(PROVIDED TEXT)
- - - - - - -

“Wow, nurses really eat their young.”- My boyfriend after the incident at the Trevose Advanced Surgical Center in Trevose, PA.
I have never been as appalled, insulted, and concerned simultaneously as I was yesterday. I feel compelled to share my experience, and my outlet of choice is writing this letter. I hope others read this and learn from it. This experience has taught me to really exercise and hone my active, and effective listening skills. To not know an answer is not a flaw, but speculating and dismissing without trying to understand is unacceptable- especially in healthcare.
“To the Recovery Nurse at Trevose Advanced Surgical Center:
First I would like to thank you for your professionalism for it was novice at best.
I understand and appreciate the steps taken to prevent prescribing unnecessary opioid medications. It is a pandemic the whole medical community is aware of and taking steps toward containing. I fully understand and sympathize with a packed Friday surgical schedule. It is hectic.
I do resent your judgment and condescending nature in response to my questions.
I was picking up my boyfriend from the surgi-center after he had a colonoscopy (scope) and another procedure. He complained of pain, described a bleeding incident, and feeling a stitch. Naturally he was recovering from the anesthesia and was not a reliable source. Knowing any sort of removal was not in the plan, and taking into consideration his state I wanted to know what happened intra-operatively and during post op care. (Note: He gave permission for me to acquire information during the pre-op.)
Your elevator speech including “you’re a nurse you should know, “ “read the instructions” and “ pack the area…just shove it [the gauze] back up” was Emmy worthy.

- - - - - - -

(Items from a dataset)
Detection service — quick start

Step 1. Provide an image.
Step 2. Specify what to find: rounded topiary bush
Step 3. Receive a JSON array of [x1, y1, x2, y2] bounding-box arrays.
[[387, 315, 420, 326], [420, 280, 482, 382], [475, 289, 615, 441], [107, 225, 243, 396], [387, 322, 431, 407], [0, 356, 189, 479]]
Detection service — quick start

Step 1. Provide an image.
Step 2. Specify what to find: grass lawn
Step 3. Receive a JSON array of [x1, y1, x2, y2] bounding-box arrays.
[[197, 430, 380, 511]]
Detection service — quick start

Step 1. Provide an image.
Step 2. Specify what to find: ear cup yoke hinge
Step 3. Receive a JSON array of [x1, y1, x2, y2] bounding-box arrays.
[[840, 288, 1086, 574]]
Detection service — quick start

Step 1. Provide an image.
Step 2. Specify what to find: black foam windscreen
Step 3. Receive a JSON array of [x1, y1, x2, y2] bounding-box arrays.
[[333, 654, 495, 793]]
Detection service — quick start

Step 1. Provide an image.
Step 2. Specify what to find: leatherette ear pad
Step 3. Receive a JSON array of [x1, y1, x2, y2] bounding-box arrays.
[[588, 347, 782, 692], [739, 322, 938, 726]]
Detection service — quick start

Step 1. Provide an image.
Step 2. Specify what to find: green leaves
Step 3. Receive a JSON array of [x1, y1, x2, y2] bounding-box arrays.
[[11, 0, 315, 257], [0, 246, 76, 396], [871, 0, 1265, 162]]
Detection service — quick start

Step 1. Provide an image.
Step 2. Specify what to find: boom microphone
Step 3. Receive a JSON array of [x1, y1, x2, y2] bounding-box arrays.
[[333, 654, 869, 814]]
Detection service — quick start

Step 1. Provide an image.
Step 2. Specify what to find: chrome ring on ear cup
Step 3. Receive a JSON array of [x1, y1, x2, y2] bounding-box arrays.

- - - - - - -

(EXPLORE THE MATERIAL)
- A) In the letter about the surgical center, what procedure did the boyfriend have?
- B) Please pick up the letter about the surgical center right after its last sentence and continue writing it.

(ANSWERS BY ITEM)
- A) He had a colonoscopy (scope) and another procedure.

- B)
I apologize if my confusion aggravated you but packing a wound indicates an area to pack; if there was not a deep wound why would it need packing? Also due to the bleeding was it safe to give him the Motrin prescribed? Your answer of you ‘should know’, and ‘just read those papers’ was unacceptable. After getting my boyfriend settled in the car, I did finish reading those papers; those instructions that contraindicate one another. One was specifically for the procedure post-op care and the other for scope post-op care. Both explicitly advising do NOT give NSAIDS for pain treatment; alas in my hand was a script for Motrin so pardon my concern.
Your repeated answer of “I was not there [in the OR], but was there when the doctor wrote the script explaining patient instructions” was well noted. I understand your role is in post op, so I am sure you are aware of your patient’s mental capacity post surgery, namely memory comprehension and retention, are not acute. You assured you could not explain what happened intra-operatively, nor the rationale for risk/benefit in this particular case regarding bleeding risk and safe pain management.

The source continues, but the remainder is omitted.